## The problem
Select and copy each line in the records below that contains the word "framed".

## Input rows
◇ ◇ ◇ ◇
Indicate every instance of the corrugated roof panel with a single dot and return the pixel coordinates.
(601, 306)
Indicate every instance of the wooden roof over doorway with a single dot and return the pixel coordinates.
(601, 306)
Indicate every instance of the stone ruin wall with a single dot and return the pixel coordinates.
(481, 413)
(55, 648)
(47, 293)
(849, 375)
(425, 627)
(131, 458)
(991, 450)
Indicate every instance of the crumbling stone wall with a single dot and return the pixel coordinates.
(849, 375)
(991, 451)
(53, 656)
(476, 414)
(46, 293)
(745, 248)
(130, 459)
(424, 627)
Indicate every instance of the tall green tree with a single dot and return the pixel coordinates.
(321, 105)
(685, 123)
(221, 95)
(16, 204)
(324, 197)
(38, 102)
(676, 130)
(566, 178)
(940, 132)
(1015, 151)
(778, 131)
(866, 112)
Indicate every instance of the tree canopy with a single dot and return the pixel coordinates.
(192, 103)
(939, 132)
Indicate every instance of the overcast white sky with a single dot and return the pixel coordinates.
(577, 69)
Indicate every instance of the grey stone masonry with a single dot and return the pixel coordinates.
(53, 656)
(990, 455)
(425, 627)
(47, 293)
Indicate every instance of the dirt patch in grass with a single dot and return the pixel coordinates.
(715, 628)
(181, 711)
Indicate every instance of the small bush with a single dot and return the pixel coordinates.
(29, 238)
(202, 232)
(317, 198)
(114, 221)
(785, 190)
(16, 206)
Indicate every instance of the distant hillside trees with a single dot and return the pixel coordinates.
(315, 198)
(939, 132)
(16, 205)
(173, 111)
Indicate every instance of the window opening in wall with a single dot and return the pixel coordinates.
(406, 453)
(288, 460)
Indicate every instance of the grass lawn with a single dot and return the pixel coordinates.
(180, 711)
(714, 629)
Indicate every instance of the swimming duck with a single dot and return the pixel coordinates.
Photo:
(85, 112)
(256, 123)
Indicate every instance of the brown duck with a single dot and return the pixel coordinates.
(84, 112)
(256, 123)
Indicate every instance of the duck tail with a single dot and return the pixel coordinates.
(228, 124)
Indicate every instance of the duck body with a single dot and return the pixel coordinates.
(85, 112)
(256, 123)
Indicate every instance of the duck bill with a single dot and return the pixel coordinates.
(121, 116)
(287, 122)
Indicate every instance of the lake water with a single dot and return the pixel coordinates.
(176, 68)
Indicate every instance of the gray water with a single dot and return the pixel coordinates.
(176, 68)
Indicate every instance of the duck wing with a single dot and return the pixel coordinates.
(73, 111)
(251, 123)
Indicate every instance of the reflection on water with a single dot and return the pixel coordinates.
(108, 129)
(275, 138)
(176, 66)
◇ ◇ ◇ ◇
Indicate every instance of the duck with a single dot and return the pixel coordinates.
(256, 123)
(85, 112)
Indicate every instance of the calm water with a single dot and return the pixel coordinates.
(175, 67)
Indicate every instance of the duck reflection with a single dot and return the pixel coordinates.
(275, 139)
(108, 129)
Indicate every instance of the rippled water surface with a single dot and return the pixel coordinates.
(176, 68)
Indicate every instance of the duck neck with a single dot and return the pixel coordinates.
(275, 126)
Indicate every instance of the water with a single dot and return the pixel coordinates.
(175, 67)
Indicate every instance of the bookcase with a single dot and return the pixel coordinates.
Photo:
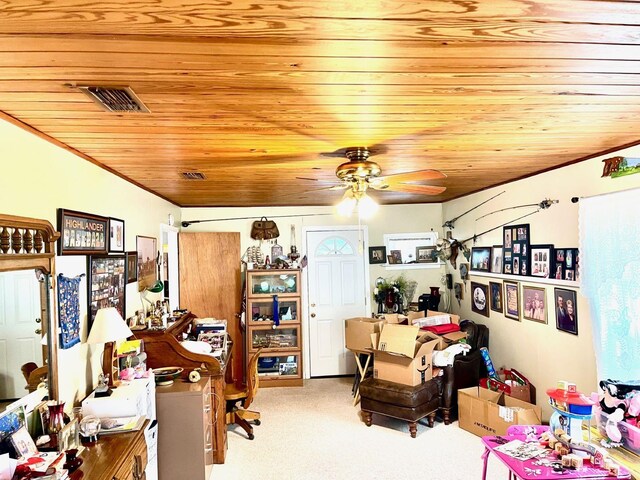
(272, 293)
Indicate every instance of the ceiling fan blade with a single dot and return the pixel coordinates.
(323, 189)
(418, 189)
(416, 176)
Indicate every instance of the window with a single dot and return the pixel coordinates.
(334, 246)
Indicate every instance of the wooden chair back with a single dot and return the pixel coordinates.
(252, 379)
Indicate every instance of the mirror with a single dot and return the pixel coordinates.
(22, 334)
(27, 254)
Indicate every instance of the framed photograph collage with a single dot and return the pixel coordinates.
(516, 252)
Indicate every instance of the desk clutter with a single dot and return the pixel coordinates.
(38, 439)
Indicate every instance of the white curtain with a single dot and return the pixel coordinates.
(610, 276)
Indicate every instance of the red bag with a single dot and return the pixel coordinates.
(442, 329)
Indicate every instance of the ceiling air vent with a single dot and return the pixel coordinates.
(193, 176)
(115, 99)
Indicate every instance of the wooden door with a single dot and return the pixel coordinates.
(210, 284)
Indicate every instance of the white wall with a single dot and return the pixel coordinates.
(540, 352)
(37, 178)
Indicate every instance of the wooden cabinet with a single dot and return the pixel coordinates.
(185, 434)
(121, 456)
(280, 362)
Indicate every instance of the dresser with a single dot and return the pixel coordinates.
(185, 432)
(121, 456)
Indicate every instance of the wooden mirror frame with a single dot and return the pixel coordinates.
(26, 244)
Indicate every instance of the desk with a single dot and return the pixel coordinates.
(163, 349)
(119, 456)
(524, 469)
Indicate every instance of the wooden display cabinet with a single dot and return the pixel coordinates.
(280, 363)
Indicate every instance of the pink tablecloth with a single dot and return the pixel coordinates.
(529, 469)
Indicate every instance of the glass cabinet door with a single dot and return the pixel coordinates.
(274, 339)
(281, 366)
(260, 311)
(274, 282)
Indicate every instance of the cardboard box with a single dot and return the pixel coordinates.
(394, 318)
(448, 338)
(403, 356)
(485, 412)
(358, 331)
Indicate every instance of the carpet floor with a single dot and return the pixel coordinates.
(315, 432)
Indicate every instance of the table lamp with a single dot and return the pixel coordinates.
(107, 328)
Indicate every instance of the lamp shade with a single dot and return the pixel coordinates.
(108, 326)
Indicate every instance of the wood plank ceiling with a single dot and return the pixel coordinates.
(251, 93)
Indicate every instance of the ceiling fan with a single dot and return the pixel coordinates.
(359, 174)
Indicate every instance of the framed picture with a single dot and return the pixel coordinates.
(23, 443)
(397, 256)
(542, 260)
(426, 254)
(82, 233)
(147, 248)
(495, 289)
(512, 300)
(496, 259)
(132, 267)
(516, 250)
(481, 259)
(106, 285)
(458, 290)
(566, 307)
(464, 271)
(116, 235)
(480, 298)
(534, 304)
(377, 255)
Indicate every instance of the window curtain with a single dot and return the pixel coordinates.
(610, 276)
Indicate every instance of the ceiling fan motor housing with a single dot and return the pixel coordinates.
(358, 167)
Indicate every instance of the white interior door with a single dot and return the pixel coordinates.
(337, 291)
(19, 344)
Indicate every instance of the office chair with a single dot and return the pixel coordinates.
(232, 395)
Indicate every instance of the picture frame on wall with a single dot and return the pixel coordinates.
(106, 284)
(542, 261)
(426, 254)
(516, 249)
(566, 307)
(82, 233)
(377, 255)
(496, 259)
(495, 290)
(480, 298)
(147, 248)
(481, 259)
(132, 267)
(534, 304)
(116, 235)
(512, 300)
◇ ◇ ◇ ◇
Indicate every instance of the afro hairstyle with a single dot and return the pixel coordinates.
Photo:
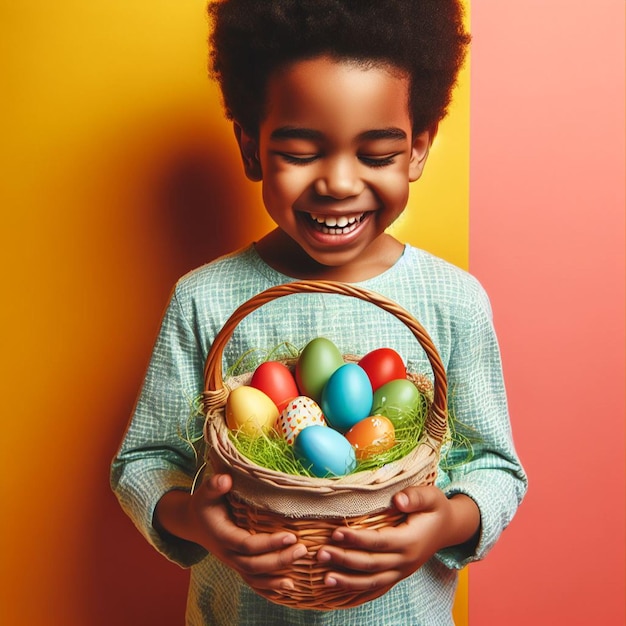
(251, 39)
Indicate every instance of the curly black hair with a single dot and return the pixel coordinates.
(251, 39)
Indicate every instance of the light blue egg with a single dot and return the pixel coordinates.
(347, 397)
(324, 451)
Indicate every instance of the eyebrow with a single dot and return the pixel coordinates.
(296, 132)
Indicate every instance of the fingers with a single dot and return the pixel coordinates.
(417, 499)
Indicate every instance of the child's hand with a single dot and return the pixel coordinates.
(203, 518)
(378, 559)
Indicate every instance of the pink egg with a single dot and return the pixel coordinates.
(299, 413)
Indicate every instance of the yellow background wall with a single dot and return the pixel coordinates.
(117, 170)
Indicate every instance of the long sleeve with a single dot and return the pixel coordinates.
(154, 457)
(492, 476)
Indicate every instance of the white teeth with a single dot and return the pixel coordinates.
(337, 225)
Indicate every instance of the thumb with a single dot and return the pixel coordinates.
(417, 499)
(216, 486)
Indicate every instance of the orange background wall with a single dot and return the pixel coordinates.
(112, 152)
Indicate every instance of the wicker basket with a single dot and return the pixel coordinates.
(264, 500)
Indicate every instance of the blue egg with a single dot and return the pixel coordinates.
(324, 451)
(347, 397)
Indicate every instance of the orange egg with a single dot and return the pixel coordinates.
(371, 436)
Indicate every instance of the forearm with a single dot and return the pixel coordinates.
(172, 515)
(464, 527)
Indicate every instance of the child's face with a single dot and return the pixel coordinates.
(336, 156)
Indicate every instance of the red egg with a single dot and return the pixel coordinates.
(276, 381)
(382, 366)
◇ ◇ ◇ ◇
## Worked answer
Indicate every instance of the framed photograph collage with a single dot and return the pixel coordinates.
Indicate every instance of the framed picture with a single dot and return the pixel coordinates.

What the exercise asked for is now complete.